练习内容:
1/ 根据 Qwen3.5 Chat 说明回答：
(a) 24 层中有多少层是 DeltaNet？
(b) MLX 后端使用什么格式的权重？
(c) 为 CoreML 量化到什么精度？
2/ 逐字抄写 Qwen3.5 Chat 说明中从“Qwen3.5 Chat 可作为”到“print(response)”的内容，首尾两处都包括在内。

文档片段:
Qwen3.5 Chat（端侧 LLM）

Qwen3.5-0.8B 是一个混合 DeltaNet（线性注意力）+ GatedAttention 模型，共 24 层（18 层 DeltaNet + 6 层 GatedAttention），为 MLX（Metal GPU）量化到 INT4，为 CoreML（Neural Engine）量化到 INT8。可在 Mac 上通过 MLX 运行，也可在 iPhone 和 Mac 上通过 CoreML 运行，并支持流式 token 生成。它为语音流水线而设计，在 ASR 与 TTS 之间充当端侧 LLM 的"大脑"。

语音流水线就绪

Qwen3.5 Chat 可作为 LLM 组件集成进 SpeechCore VoicePipeline，用于 ASR → LLM → TTS 链路。混合 DeltaNet 架构在长上下文上提供高效的线性时间注意力。

快速开始

import Qwen3Chat

let chat = try await Qwen35MLXChat.fromPretrained()

// Single response
let response = try chat.generate(messages: [
    ChatMessage(role: .system, content: "Answer briefly."),
    ChatMessage(role: .user, content: "What is Swift?")
])
print(response)

// Streaming tokens
let stream = chat.generateStream(messages: [
    ChatMessage(role: .system, content: "Be funny."),
    ChatMessage(role: .user, content: "Tell me a joke")
])
for try await token in stream {
    print(token, terminator: "")
}

架构

Qwen3.5-0.8B 是一个 24 层的混合模型：18 层 DeltaNet（带门控 delta 规则递推和 RMSNormGated 的线性注意力）和 6 层 GatedAttention（标准的 scaled dot-product attention）。MLX 后端使用 safetensors 权重在 Metal GPU 上运行推理。CoreML 后端采用针对 Neural Engine 优化的双模型架构（prefill + decode）。两者都支持带 prompt cache 的 KV cache，以及可配置的采样（温度、top-k、top-p、重复惩罚）。

记录:

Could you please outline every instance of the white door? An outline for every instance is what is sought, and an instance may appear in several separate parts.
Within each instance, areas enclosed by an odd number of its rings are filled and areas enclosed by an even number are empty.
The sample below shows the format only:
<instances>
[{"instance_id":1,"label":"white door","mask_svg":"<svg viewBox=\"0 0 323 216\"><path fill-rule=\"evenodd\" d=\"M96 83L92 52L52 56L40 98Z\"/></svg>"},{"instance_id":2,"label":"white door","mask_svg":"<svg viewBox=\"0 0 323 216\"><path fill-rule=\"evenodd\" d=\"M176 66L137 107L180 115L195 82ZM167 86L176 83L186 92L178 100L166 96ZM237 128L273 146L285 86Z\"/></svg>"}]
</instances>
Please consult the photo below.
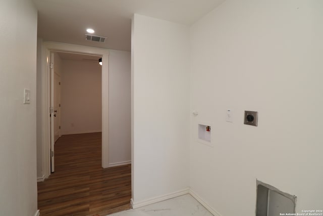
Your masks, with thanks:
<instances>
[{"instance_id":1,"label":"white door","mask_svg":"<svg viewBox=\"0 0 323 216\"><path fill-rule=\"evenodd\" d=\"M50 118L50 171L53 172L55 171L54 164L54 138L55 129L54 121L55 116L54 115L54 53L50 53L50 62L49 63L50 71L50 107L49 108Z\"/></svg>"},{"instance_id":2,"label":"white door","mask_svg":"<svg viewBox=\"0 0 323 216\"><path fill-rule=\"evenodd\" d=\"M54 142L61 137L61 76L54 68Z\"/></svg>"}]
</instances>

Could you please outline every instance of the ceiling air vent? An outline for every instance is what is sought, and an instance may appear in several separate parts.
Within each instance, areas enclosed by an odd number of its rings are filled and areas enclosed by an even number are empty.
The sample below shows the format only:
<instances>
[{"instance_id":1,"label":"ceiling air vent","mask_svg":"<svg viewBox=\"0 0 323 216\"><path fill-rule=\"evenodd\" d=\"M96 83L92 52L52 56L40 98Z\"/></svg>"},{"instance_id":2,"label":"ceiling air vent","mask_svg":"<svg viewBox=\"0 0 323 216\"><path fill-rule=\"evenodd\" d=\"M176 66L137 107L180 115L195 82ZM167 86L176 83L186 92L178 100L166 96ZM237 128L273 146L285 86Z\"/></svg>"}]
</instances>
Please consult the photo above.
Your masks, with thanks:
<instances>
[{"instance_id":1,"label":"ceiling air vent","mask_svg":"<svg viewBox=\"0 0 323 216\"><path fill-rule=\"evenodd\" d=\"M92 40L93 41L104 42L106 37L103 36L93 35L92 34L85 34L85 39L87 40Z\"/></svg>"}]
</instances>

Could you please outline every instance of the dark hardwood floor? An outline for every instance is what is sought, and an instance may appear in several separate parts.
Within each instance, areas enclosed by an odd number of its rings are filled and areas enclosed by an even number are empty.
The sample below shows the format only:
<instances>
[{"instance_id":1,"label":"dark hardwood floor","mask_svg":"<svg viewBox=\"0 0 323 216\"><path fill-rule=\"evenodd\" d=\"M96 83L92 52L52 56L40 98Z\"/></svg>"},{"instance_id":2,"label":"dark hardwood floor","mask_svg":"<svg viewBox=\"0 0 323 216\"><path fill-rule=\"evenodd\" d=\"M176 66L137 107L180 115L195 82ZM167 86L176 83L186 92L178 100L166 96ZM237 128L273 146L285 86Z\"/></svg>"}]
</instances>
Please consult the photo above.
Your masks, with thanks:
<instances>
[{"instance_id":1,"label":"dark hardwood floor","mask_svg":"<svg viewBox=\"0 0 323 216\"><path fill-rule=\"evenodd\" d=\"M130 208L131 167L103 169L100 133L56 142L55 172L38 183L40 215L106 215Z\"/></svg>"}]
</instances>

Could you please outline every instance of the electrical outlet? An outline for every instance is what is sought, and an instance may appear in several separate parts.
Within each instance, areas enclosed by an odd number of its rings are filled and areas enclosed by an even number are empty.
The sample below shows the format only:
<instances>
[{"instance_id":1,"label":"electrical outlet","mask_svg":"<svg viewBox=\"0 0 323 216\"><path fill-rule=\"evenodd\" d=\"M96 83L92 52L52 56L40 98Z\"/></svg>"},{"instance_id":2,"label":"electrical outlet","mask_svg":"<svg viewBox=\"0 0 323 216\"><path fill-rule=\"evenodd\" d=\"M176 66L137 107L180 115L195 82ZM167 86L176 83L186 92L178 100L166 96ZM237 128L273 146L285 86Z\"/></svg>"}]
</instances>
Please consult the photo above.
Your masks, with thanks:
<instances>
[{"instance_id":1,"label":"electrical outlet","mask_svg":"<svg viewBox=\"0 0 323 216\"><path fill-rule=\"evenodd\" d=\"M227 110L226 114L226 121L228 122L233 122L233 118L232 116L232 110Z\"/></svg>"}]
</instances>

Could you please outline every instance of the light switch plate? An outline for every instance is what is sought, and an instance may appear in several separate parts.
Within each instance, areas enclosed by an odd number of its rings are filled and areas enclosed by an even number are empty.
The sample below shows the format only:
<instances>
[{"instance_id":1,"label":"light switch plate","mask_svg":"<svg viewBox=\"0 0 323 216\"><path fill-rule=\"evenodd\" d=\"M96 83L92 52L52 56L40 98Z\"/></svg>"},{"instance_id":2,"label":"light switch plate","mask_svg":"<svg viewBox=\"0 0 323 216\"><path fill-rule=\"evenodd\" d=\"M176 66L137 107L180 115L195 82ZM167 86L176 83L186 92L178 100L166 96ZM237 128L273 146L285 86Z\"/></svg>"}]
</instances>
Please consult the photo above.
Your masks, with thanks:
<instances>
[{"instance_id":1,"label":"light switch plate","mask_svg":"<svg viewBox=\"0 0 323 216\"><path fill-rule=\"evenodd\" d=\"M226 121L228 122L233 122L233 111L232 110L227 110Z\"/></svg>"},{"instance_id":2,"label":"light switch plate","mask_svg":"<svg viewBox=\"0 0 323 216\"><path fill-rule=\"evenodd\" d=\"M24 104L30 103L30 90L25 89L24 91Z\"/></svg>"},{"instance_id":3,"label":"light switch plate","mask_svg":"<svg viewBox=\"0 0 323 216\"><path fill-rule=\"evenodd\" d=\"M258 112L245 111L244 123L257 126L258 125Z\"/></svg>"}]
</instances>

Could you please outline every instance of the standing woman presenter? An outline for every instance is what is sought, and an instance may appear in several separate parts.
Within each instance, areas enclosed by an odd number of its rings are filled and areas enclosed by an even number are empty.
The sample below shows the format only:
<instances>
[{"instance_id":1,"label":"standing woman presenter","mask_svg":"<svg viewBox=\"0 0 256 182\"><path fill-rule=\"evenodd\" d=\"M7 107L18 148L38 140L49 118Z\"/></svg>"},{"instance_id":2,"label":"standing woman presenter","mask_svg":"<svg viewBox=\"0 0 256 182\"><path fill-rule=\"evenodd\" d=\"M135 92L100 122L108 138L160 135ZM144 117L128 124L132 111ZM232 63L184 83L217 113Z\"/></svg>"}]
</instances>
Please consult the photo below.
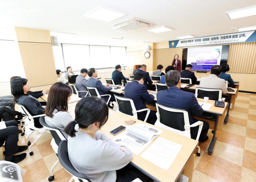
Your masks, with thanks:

各题答案:
1/
(a) 18 层
(b) safetensors
(c) INT8

2/
Qwen3.5 Chat 可作为 LLM 组件集成进 SpeechCore VoicePipeline，用于 ASR → LLM → TTS 链路。混合 DeltaNet 架构在长上下文上提供高效的线性时间注意力。

快速开始

import Qwen3Chat

let chat = try await Qwen35MLXChat.fromPretrained()

// Single response
let response = try chat.generate(messages: [
    ChatMessage(role: .system, content: "Answer briefly."),
    ChatMessage(role: .user, content: "What is Swift?")
])
print(response)